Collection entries
┄┄┄┄┄┄

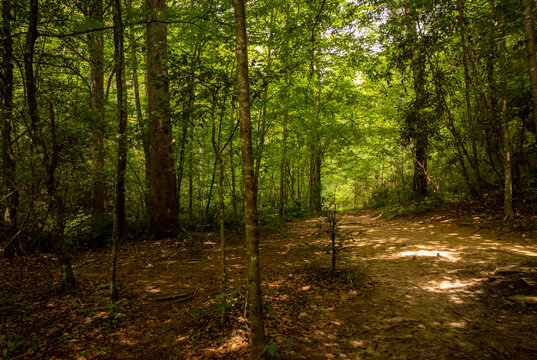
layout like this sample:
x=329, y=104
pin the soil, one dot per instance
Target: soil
x=446, y=284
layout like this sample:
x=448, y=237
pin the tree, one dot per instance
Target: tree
x=96, y=52
x=529, y=32
x=255, y=302
x=163, y=205
x=6, y=111
x=120, y=223
x=49, y=150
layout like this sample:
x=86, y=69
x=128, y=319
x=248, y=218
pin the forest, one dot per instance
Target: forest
x=292, y=179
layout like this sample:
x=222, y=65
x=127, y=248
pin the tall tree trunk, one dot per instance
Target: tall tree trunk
x=190, y=189
x=163, y=206
x=50, y=153
x=529, y=33
x=96, y=46
x=142, y=126
x=218, y=154
x=255, y=301
x=421, y=136
x=120, y=224
x=469, y=117
x=283, y=160
x=6, y=111
x=506, y=137
x=181, y=165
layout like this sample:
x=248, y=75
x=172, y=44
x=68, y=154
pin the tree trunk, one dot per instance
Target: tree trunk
x=529, y=33
x=6, y=110
x=506, y=137
x=50, y=153
x=96, y=46
x=469, y=117
x=163, y=206
x=120, y=224
x=255, y=301
x=284, y=161
x=142, y=127
x=220, y=162
x=421, y=135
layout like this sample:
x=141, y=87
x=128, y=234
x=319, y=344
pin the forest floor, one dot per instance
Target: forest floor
x=451, y=283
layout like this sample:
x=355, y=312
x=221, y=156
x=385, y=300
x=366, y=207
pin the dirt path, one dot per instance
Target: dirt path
x=413, y=288
x=428, y=294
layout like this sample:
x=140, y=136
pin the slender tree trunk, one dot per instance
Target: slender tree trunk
x=262, y=127
x=506, y=137
x=529, y=32
x=220, y=162
x=421, y=136
x=163, y=206
x=255, y=301
x=6, y=110
x=142, y=126
x=120, y=224
x=284, y=161
x=469, y=116
x=181, y=165
x=233, y=180
x=50, y=153
x=96, y=46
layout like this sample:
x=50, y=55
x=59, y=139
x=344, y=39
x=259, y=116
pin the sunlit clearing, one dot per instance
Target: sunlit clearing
x=458, y=324
x=448, y=286
x=430, y=253
x=523, y=250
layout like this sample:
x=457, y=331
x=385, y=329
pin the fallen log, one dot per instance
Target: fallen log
x=181, y=297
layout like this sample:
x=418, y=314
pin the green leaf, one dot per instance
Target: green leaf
x=271, y=348
x=288, y=341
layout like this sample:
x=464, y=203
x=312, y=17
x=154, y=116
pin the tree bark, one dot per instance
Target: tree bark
x=120, y=224
x=529, y=33
x=506, y=137
x=50, y=153
x=142, y=127
x=96, y=46
x=255, y=302
x=163, y=206
x=421, y=139
x=6, y=110
x=469, y=117
x=283, y=161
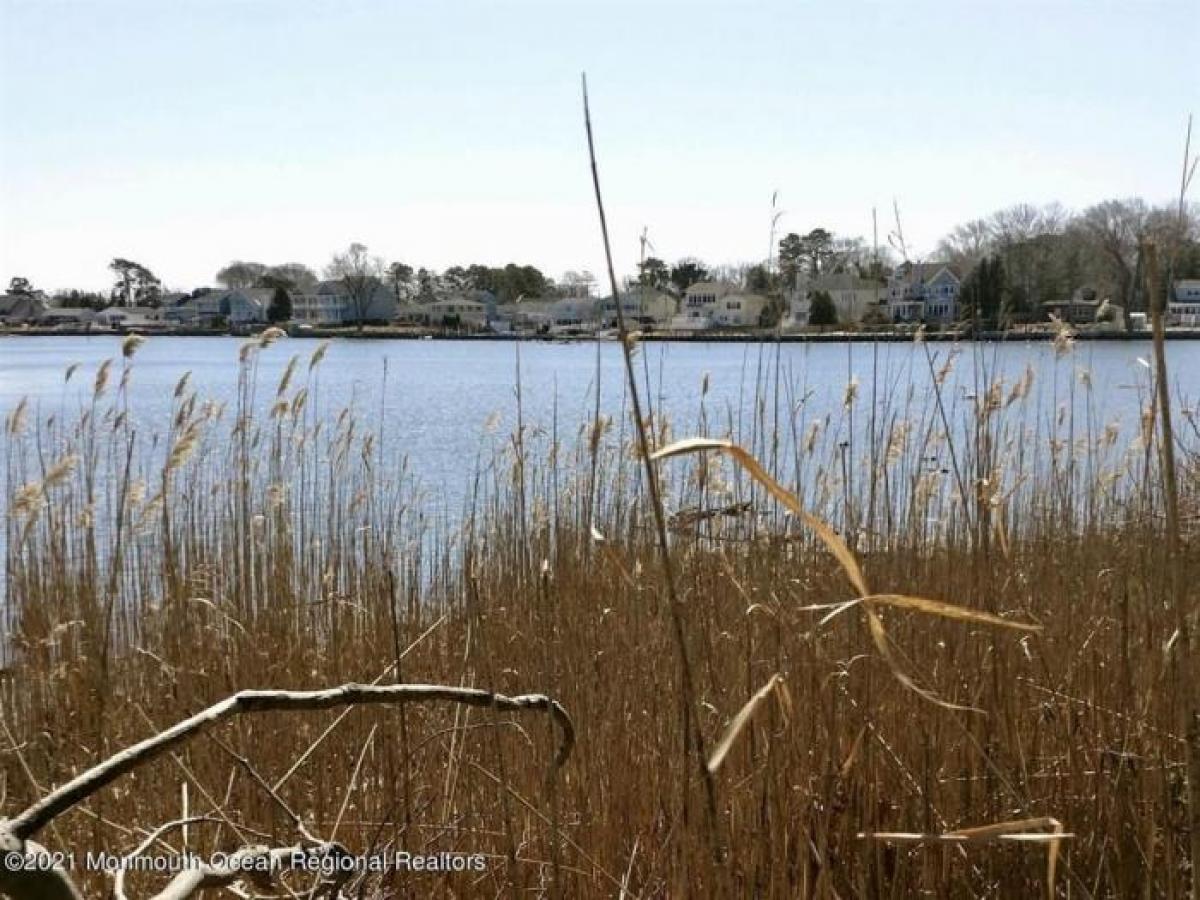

┄┄┄┄┄┄

WHAT NEEDS TO BE DONE:
Pictures stay out; copy every entry above exactly.

EXERCISE OUTPUT:
layout like this sample:
x=329, y=104
pin the soil, one dot per instance
Target: soil
x=446, y=284
layout like this sample:
x=448, y=237
pin the tree, one dot per instance
Target: tree
x=96, y=52
x=529, y=32
x=255, y=302
x=163, y=205
x=6, y=111
x=120, y=223
x=49, y=150
layout like this sample:
x=86, y=69
x=128, y=319
x=248, y=218
pin the forest, one dot per instance
Target: forest
x=292, y=179
layout like this sample:
x=222, y=65
x=127, y=248
pin the tall tree trunk, one dot per instance
Target: tall tree trunk
x=190, y=189
x=163, y=206
x=50, y=153
x=529, y=33
x=96, y=46
x=142, y=126
x=218, y=154
x=255, y=301
x=421, y=136
x=120, y=224
x=469, y=117
x=283, y=160
x=6, y=111
x=506, y=137
x=181, y=165
layout like this sample:
x=248, y=75
x=172, y=44
x=68, y=154
pin the tree trunk, one dot per instance
Target: tree trunk
x=529, y=33
x=6, y=110
x=506, y=137
x=50, y=153
x=96, y=46
x=469, y=117
x=163, y=206
x=120, y=224
x=255, y=301
x=284, y=161
x=142, y=127
x=220, y=162
x=421, y=135
layout like this sample:
x=141, y=87
x=128, y=234
x=319, y=344
pin the forest floor, one dot per instance
Target: forest floor
x=451, y=283
layout like this sample:
x=355, y=312
x=221, y=156
x=385, y=300
x=366, y=207
pin the dirt path, one dot per instance
Target: dirt path
x=413, y=288
x=428, y=294
layout like this sample:
x=140, y=136
pin the slender tree trunk, one dot per instance
Target: slender tree trunk
x=262, y=127
x=506, y=137
x=529, y=32
x=220, y=162
x=421, y=136
x=163, y=206
x=255, y=301
x=6, y=110
x=142, y=126
x=120, y=224
x=284, y=161
x=469, y=116
x=181, y=165
x=233, y=180
x=50, y=153
x=96, y=46
layout like this sample:
x=50, y=55
x=59, y=139
x=344, y=39
x=259, y=116
pin the sunlit clearing, one dot per instance
Target: sunlit clearing
x=458, y=324
x=448, y=286
x=430, y=253
x=523, y=250
layout like this sample:
x=457, y=331
x=385, y=329
pin the fallen log, one dot per instance
Target: fallen log
x=181, y=297
layout like this sample:
x=418, y=314
pin the green leaf, one dot per instance
Target: green leaf
x=271, y=348
x=288, y=341
layout like this sample:
x=464, y=203
x=312, y=17
x=154, y=116
pin the tree bark, one dot per instance
Target: tree bark
x=120, y=224
x=529, y=33
x=506, y=137
x=50, y=153
x=142, y=127
x=96, y=46
x=255, y=302
x=163, y=206
x=421, y=139
x=6, y=110
x=469, y=117
x=283, y=161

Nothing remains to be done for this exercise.